◆ What you need to do ◆
Starting at the line that holds "Locate a point on each instance of the red bow", transcribe every line to the end of the data exactly; include no other lines.

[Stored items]
-=-=-
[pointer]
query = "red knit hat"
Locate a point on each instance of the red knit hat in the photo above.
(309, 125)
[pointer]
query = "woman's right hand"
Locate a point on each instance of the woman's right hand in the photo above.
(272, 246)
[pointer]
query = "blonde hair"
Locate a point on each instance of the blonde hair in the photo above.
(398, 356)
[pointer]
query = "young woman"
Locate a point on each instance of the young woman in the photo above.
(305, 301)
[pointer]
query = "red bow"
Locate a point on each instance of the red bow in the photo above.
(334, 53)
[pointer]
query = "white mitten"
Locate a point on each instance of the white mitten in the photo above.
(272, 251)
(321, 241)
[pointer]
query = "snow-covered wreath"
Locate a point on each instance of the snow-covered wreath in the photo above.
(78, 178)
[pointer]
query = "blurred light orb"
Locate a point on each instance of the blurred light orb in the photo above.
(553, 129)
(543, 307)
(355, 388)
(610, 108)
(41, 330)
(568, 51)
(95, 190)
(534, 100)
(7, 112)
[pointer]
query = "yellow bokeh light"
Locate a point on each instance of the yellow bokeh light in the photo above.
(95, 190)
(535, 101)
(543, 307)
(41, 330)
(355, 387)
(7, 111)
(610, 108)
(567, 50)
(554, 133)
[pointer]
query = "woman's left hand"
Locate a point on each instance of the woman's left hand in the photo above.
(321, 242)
-=-=-
◆ Reply to the task ◆
Locate a point on each instance of the red bow in the photo above.
(334, 53)
[pointer]
query = "white mitten"
Locate a point on each instance of the white mitten in the photo above.
(272, 251)
(321, 241)
[pointer]
query = "snow-covered wreath"
Locate a point on each instance of the snow-covered wreath in the photo above.
(78, 178)
[pointer]
query = "blurred light orb"
Locate a point on each instance of the blurred light orb in the photo above.
(553, 129)
(543, 307)
(355, 388)
(610, 108)
(41, 330)
(568, 51)
(95, 190)
(534, 100)
(7, 112)
[pointer]
query = "yellow bokeh light"
Locate a point on each instance of the yellow bokeh light in the photo above.
(95, 190)
(535, 101)
(543, 307)
(41, 330)
(355, 387)
(7, 111)
(610, 108)
(567, 50)
(554, 133)
[pointer]
query = "woman's left hand"
Locate a point on each instance of the woman's left hand in the photo above.
(321, 242)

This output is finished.